# What the exercise asks:
Print all the data below exactly, without images.

BEGIN

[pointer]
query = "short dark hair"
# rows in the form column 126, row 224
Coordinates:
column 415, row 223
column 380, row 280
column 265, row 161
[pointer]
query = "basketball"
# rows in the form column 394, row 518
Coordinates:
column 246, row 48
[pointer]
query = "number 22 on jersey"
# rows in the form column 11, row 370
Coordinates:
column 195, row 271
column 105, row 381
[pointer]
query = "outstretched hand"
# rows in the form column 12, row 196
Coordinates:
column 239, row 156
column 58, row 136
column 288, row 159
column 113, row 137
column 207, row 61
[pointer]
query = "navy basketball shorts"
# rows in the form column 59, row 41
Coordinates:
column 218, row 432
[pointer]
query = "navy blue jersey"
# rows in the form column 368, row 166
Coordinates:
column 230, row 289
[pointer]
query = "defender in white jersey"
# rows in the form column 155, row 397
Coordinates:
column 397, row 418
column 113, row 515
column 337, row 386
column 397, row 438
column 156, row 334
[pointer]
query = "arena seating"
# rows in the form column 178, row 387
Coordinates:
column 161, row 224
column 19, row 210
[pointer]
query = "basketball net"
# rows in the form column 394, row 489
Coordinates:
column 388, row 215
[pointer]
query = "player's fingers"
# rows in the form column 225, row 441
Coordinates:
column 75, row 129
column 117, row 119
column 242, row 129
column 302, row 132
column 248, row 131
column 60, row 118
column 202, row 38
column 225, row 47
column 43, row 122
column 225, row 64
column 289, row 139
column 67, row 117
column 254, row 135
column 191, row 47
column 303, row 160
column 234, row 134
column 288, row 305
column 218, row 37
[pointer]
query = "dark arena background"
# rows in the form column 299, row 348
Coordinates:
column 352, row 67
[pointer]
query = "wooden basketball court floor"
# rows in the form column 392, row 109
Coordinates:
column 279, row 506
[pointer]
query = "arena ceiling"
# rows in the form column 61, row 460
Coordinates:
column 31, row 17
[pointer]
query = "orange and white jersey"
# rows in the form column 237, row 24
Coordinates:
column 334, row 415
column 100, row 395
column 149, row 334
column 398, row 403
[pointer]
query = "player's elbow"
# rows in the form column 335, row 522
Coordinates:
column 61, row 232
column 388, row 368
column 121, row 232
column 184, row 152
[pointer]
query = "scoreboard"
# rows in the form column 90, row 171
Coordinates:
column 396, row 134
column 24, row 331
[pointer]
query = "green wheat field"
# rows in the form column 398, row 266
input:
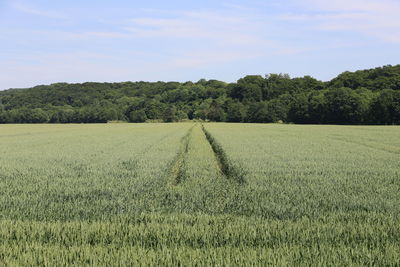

END

# Exercise answer:
[pointer]
query = "short dark hair"
# rows in the form column 126, row 224
Coordinates:
column 415, row 223
column 380, row 280
column 265, row 161
[pointer]
query = "basketball"
# rows in the form column 394, row 518
Coordinates:
column 246, row 48
[pointer]
query = "number 22 on jersey"
# rows in the form column 11, row 370
Coordinates:
column 195, row 271
column 105, row 381
[pointer]
query = "outstretched hand"
# rows in the form column 12, row 196
Coordinates:
column 239, row 156
column 58, row 136
column 288, row 159
column 113, row 137
column 207, row 61
[pointer]
query = "navy basketball shorts"
# rows in the form column 59, row 41
Coordinates:
column 218, row 432
[pointer]
query = "navy blue jersey"
# rows in the form column 368, row 166
Coordinates:
column 230, row 289
[pointer]
query = "defender in white jersey"
# rows in the form column 155, row 397
Coordinates:
column 397, row 418
column 113, row 515
column 337, row 386
column 397, row 438
column 156, row 334
[pointer]
query = "arena seating"
# rows in the form column 178, row 387
Coordinates:
column 161, row 224
column 19, row 210
[pointer]
query = "basketball net"
# rows in the form column 394, row 489
Coordinates:
column 388, row 215
[pointer]
query = "player's fingers"
# rows in the form column 225, row 441
Coordinates:
column 75, row 129
column 117, row 119
column 242, row 129
column 302, row 132
column 248, row 131
column 60, row 118
column 202, row 38
column 225, row 47
column 43, row 122
column 225, row 64
column 289, row 139
column 67, row 117
column 254, row 135
column 191, row 47
column 303, row 160
column 234, row 134
column 288, row 305
column 218, row 37
[pointer]
query = "dark arena background"
# rows in the form column 299, row 348
Coordinates:
column 352, row 67
[pointer]
query = "wooden basketball court floor"
# rows in the form column 392, row 109
Coordinates:
column 279, row 506
[pointer]
query = "arena ceiling"
# rows in the form column 61, row 460
Coordinates:
column 31, row 17
[pointer]
query = "orange and white jersey"
# rows in the form column 237, row 24
Coordinates:
column 334, row 415
column 100, row 395
column 149, row 334
column 398, row 403
[pointer]
query = "player's elbow"
# rows in the form column 335, row 522
Coordinates:
column 61, row 232
column 388, row 368
column 121, row 232
column 184, row 152
[pointer]
query = "scoreboard"
# rows in the form column 90, row 171
Coordinates:
column 396, row 134
column 24, row 331
[pointer]
query = "green wheat field"
# rows in the form column 398, row 266
input:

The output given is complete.